_PASSAGE_.
◇ ◇ ◇

We list next all exercises in the database:
1num_m/exer1:
#
# Exercise 1 of example database of questions
# Exercise on 1 numerical variable - multiplechoice
# 6 questions
#
title "Countries that have won the World Cup (1950-2002)"
block (type=multiplechoice rearrange=yes)
statement
The following table shows the list of countries that have won
the World Cup in the period 1950-2002. We are interested in
studying the percentage of times that a given country has won
the World Cup.
\begin{center}
\begin{tabular}{c c}
\hline\hline
Year & Country \\
\hline
1950 & 1 \\
1954 & 2 \\
1958 & 3 \\
1962 & 3 \\
1966 & 4 \\
1970 & 3 \\
1974 & 2 \\
1978 & 5 \\
1982 & 6 \\
1986 & 5 \\
1990 & 2 \\
1994 & 3 \\
1998 & 7 \\
2002 & 3 \\
\hline
\end{tabular}
\end{center}
Key: Uruguay=1, Germany=2, Brazil=3, England=4, Argentina=5,
Italy=6, France=7.
Answer the following questions:
endstatement
question
The "Country" variable is:
. a numerical continuous variable.
. a numerical discrete variable.
. an absolute frequency.
. a relative frequency.
; None of the above options is correct.
answer
It is a categorical variable, despite the fact that is is codified
with numbers. Numbers in this case are just labels for the country name.
endanswer
endquestion
question
Organize the data in a frequency table. What values does the variable have?
. 1, 2, 3, 4, 5, 6, 7.
. 1950,1954,1958,1962, 1966, 1970, 1974, 1978, 1982, 1986, 1990,
1994, 1998, 2002.
. 1, 2, 3, 5.
. It does not take values.
: None of the abofe options is correct.
answer
The variable is "Country" and it can have values that go from 1 to 7,
corresponding to the 7 countries mentioned in the sample.
endanswer
endquestion
question
In this data set, an individual is...
. A country.
. A year.
. A number between 1 and 7.
. A number between 1 and 5.
: None of the above options is correct.
answer
A country, and its frequency is how manyt times it has won the World Cup.
endanswer
endquestion
question
The statement "a 86\% of the countries has won the World Cup no more
than 2 times since 1950" is referring to:
. An absolute frequency.

◇ ◇ ◇

_WHAT YOU SHOULD DO_. Carry the World Cup exercise listing forward from the point where it stops. The entries that come next are separate from the World Cup exercise listing.

_EXTRACTED MATERIAL_.

◇ ◇ ◇

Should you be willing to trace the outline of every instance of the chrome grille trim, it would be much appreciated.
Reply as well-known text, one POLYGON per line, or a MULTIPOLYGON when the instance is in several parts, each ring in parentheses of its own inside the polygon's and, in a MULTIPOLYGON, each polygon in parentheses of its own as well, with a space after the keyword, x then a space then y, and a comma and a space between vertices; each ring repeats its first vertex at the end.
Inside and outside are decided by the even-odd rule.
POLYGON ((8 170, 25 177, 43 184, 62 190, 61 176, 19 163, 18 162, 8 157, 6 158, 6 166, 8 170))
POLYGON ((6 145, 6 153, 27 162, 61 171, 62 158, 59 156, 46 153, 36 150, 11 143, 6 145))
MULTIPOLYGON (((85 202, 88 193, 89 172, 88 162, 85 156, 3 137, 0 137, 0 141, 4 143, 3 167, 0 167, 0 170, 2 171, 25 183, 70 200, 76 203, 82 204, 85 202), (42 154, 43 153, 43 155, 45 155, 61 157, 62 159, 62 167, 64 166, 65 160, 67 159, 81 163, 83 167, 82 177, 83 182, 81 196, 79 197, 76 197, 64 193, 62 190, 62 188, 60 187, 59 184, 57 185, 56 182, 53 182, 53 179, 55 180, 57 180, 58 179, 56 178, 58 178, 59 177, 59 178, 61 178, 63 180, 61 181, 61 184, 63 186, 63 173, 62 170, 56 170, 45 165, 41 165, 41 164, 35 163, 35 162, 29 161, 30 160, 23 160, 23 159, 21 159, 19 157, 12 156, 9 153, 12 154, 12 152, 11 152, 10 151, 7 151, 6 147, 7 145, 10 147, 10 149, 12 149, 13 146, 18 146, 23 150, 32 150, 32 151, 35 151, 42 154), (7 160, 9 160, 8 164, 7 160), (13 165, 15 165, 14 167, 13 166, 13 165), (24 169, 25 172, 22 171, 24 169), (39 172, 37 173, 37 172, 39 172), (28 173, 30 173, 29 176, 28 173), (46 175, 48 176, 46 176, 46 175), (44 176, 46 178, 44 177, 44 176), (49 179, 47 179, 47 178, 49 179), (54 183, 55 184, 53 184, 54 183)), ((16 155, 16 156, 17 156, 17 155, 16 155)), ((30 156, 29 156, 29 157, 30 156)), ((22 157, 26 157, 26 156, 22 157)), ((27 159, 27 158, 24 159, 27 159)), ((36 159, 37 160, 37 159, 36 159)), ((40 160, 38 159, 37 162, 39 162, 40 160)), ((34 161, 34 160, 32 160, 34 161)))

◇ ◇ ◇

_REPLY TO THE TASK_.
. A relative frequency.
. A cumulative absolute frequency.
. A cumulative relative frequency.
; None of the above options is correct.
answer
It is clearly not an absolute frequency, since a percentage is given. But
furthermore it is not a cumulative frequency either, since cumulative
frequencies make only sense for numerical variables, where the values of
the variable can be ordered and its frequencies accumulated. Therefore
none of the options is correct.
endanswer
endquestion
question
To represent this distribution graphically, one can use:
. A bar diagram.
. A histogram.
. A stem-and-leaf plot.
. An approximate drawing.
: None of the above options is correct.
answer
The most appropiate graphical representation for a categorical variables is
a bar diagram
endanswer
endquestion
question
To describe this distribution one has to comment:
. A comparison between the percentage of times that countries have one
the World Cup.
. The center and the spread.
. The form and extreme values, if any.
. The center, the spread, the form and extreme values, if any.
: None of the above options is correct.
answer
Being a categorical variable, there is only one appropiate numerical summary:
the proporton or percentatge of cases in each category.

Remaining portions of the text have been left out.